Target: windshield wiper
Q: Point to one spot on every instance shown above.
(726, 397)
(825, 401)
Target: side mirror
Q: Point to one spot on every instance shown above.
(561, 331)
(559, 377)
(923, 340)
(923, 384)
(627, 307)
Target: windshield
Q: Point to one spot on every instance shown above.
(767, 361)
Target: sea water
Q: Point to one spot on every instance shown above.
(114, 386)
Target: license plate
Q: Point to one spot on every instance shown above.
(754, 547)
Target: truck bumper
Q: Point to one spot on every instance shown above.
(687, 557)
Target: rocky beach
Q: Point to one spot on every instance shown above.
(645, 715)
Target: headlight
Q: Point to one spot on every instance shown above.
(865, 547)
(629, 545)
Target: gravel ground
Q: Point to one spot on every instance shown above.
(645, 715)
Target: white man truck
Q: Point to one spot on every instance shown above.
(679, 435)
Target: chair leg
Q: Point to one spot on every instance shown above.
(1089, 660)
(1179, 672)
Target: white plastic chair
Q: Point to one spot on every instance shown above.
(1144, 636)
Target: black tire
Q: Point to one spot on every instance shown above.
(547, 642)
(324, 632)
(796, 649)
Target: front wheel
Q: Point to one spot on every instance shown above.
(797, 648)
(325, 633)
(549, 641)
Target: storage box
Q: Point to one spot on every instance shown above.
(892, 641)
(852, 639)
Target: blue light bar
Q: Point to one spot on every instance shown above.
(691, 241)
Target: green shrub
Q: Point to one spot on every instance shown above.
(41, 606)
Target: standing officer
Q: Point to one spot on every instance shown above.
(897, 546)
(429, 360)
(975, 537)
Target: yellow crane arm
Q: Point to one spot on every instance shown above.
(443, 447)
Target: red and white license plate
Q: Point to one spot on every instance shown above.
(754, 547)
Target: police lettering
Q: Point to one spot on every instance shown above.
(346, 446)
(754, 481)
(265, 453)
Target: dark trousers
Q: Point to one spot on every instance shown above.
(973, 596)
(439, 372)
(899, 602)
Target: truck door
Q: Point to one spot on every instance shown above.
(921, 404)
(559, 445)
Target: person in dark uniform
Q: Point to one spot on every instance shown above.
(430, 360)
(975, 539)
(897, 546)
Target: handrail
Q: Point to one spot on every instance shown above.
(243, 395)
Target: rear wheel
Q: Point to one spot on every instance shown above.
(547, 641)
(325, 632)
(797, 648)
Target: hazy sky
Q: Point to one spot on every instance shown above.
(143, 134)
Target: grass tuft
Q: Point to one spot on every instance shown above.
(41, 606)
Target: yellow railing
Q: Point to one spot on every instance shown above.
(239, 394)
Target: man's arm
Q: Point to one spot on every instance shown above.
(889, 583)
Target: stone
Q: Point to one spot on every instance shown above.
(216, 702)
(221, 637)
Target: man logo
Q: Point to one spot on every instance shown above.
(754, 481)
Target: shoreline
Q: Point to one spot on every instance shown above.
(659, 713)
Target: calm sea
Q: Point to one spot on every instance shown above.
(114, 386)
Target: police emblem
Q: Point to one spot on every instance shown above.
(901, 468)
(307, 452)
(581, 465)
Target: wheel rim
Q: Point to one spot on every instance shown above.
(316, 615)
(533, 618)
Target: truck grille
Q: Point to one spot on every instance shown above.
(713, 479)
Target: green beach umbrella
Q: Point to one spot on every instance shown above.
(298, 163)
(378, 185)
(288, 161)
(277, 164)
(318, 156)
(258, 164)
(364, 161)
+ + + + +
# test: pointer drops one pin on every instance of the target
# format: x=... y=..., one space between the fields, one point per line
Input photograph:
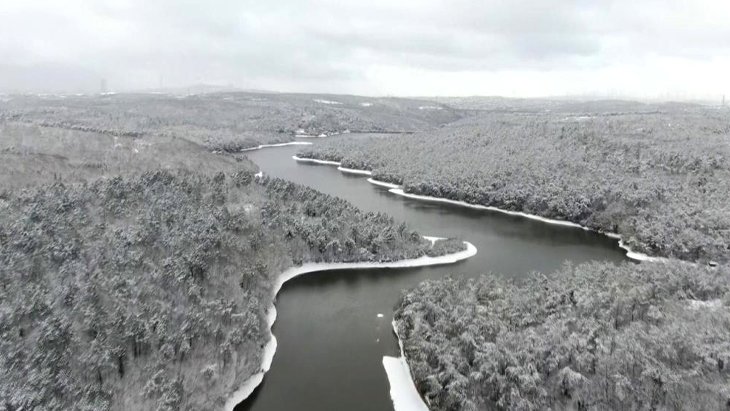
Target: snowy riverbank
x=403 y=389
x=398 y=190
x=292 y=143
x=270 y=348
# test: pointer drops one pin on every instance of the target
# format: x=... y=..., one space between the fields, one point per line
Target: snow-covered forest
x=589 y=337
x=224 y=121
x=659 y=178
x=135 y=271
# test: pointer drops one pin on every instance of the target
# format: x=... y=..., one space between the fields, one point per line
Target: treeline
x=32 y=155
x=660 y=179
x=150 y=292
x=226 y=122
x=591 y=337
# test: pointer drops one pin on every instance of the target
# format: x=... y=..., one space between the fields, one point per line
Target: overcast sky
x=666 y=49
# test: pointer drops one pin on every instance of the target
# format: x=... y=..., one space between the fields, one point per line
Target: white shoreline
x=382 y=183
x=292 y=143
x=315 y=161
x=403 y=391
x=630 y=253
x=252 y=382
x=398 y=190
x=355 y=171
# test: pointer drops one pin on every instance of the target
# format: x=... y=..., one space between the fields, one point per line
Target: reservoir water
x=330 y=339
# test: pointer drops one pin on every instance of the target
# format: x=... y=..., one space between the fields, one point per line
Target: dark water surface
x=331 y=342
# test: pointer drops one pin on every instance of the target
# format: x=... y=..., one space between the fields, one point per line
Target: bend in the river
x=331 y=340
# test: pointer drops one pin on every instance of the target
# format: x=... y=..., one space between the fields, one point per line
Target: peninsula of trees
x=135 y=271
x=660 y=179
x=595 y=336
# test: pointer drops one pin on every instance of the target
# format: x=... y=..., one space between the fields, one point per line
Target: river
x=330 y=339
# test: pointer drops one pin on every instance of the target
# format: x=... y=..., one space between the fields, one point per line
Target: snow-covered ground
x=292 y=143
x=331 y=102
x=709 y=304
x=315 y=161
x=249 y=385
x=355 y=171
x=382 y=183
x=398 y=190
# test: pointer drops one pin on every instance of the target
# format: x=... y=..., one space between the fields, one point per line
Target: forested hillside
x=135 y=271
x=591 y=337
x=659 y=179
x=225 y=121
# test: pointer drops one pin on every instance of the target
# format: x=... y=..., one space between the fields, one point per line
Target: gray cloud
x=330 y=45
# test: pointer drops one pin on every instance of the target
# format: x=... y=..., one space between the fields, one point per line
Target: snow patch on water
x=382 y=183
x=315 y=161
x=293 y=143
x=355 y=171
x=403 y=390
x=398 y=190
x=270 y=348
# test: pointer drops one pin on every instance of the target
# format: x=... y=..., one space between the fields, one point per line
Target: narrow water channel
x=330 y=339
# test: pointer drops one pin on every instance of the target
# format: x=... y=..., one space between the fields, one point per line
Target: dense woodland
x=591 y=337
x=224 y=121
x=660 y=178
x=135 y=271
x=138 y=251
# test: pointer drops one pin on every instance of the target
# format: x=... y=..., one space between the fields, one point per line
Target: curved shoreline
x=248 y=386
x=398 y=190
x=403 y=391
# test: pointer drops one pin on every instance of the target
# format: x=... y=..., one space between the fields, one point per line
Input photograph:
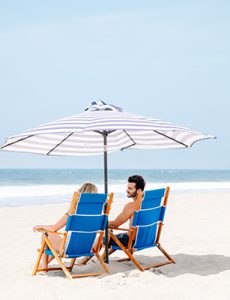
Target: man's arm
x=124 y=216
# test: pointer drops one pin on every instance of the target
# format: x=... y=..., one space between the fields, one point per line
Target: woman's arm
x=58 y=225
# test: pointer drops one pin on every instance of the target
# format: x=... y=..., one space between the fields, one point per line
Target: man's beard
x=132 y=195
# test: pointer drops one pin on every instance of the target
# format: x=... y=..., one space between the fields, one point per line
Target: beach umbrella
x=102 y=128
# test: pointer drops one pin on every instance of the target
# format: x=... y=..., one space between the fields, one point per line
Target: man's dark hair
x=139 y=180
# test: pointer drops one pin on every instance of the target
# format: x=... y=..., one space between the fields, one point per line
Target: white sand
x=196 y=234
+ + + + +
EXERCISE: Wherever the string "license" appears in the records above, copy the line it sits in.

EXPECTED ANSWER:
Target: license plate
Target: red and white license plate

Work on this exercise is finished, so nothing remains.